• **MATERIAL SHOWN**
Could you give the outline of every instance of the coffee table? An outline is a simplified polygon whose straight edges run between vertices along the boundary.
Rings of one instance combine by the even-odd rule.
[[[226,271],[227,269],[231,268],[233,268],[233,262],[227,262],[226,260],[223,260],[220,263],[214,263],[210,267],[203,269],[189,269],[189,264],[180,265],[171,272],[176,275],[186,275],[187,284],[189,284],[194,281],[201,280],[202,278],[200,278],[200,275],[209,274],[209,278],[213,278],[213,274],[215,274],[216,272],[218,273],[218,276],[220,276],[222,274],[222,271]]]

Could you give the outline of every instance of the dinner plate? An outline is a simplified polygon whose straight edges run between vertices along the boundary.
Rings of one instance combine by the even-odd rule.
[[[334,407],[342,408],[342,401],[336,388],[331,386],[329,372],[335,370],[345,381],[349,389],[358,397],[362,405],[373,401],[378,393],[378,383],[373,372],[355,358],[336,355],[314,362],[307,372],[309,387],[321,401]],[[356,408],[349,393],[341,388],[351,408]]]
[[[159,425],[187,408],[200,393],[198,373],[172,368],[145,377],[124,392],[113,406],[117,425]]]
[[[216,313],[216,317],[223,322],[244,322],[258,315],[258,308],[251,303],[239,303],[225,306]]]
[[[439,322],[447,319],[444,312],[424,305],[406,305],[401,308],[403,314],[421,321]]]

• **DESCRIPTION OF THE TASK**
Could you find every line in the records above that has the string "outline" and copy it?

• **ANSWER**
Could you give the outline of every instance of the coffee table? An outline is a simplified polygon whose straight edges run between vertices along the boundary.
Could you give the outline of every instance of the dinner plate? An outline is a simplified polygon whose straight edges run between vertices along the boundary.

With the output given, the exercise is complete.